-- Opening Marker --
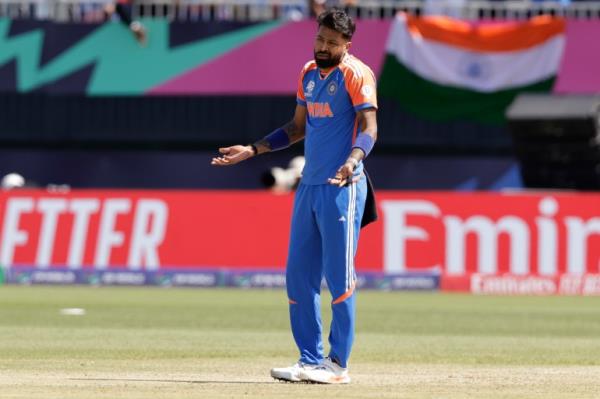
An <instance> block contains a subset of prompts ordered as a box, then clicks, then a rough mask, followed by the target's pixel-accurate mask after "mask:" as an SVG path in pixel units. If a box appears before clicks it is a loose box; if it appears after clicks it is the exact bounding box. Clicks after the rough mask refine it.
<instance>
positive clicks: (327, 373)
mask: <svg viewBox="0 0 600 399" xmlns="http://www.w3.org/2000/svg"><path fill="white" fill-rule="evenodd" d="M299 378H300V379H301V380H303V381H308V382H316V383H319V384H348V383H349V382H350V376H349V375H348V369H347V368H343V367H341V366H340V365H338V364H337V363H335V362H333V361H332V360H331V359H330V358H328V357H327V358H325V359H323V363H321V364H320V365H318V366H315V367H311V368H304V369H301V370H300V372H299Z"/></svg>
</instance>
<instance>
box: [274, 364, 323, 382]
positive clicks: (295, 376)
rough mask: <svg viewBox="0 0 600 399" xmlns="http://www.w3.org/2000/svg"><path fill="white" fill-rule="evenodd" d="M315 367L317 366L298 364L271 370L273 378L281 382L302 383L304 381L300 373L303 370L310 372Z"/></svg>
mask: <svg viewBox="0 0 600 399" xmlns="http://www.w3.org/2000/svg"><path fill="white" fill-rule="evenodd" d="M314 367H317V366H316V365H312V364H304V363H302V362H298V363H296V364H294V365H293V366H290V367H278V368H274V369H271V377H273V378H275V379H276V380H281V381H288V382H300V381H303V380H302V378H300V372H301V371H302V370H309V369H312V368H314Z"/></svg>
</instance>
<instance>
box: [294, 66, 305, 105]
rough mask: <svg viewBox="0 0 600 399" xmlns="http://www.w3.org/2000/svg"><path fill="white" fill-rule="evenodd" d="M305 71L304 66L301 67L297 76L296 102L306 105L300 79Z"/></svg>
mask: <svg viewBox="0 0 600 399" xmlns="http://www.w3.org/2000/svg"><path fill="white" fill-rule="evenodd" d="M305 73H306V70H305V68H302V72H300V77H299V78H298V89H297V91H296V102H297V103H298V104H300V105H304V106H305V107H306V98H305V97H304V87H303V84H302V81H303V80H304V74H305Z"/></svg>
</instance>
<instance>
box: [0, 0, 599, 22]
mask: <svg viewBox="0 0 600 399" xmlns="http://www.w3.org/2000/svg"><path fill="white" fill-rule="evenodd" d="M106 3H107V1H103V0H48V1H35V0H1V1H0V16H5V17H9V18H25V19H28V18H35V19H50V20H54V21H57V22H98V21H102V20H104V19H105V18H106V16H105V15H104V13H103V11H102V10H103V7H104V6H105V4H106ZM132 11H133V15H134V17H136V18H140V17H148V18H151V17H157V18H167V19H168V20H170V21H266V20H273V19H290V20H299V19H304V18H308V16H309V14H310V12H309V9H308V2H307V1H305V0H261V1H252V0H181V1H177V2H173V1H168V0H141V1H136V2H134V3H133V8H132ZM347 11H348V13H349V14H350V15H352V16H353V17H356V18H361V19H382V18H383V19H387V18H391V17H393V16H394V15H395V14H396V13H397V12H398V11H405V12H409V13H412V14H416V15H434V14H435V15H447V16H452V17H457V18H463V19H468V20H478V19H486V20H489V19H501V20H506V19H511V20H522V19H527V18H531V17H534V16H536V15H556V16H562V17H567V18H575V19H598V18H600V4H599V3H598V2H597V1H577V2H571V3H568V4H561V3H560V2H555V1H542V2H540V1H525V0H507V1H466V2H463V4H457V3H456V2H452V1H417V0H396V1H394V0H364V1H362V0H361V1H360V2H358V4H357V5H355V6H350V7H348V8H347Z"/></svg>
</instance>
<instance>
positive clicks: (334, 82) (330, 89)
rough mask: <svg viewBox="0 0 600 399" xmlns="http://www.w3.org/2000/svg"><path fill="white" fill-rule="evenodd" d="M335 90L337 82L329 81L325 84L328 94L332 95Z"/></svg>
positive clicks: (335, 89) (335, 91) (334, 92)
mask: <svg viewBox="0 0 600 399" xmlns="http://www.w3.org/2000/svg"><path fill="white" fill-rule="evenodd" d="M336 91H337V83H335V82H331V83H329V86H327V93H329V95H330V96H333V95H334V94H335V92H336Z"/></svg>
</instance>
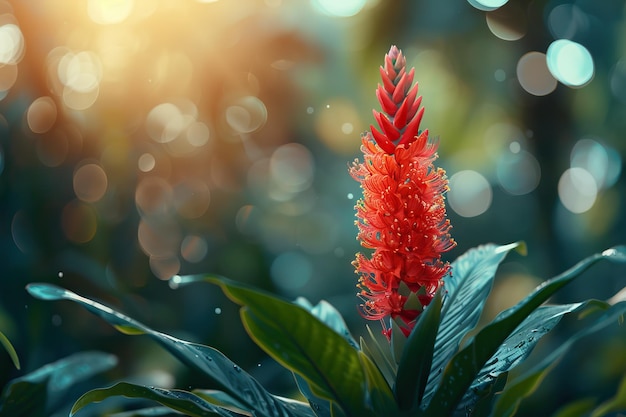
-- Closing Marker --
• _Required work_:
Retype the records word for word, starting at the very beginning and continuing through the line that contains "positive clicks: (327, 373)". Leave the pictures out of your copy.

• _Written solution_:
An <instance> block contains a subset of prompts ordered as a box, then clicks, then a rough mask, followed by the target's pixel-accurate mask after "mask:" as an SVG path in pixel units. If a box appears before clicks it is a loose box; if it appears after clicks it is the exact bounding box. Clicks after the rough mask refine it.
<instance>
positive clicks: (327, 373)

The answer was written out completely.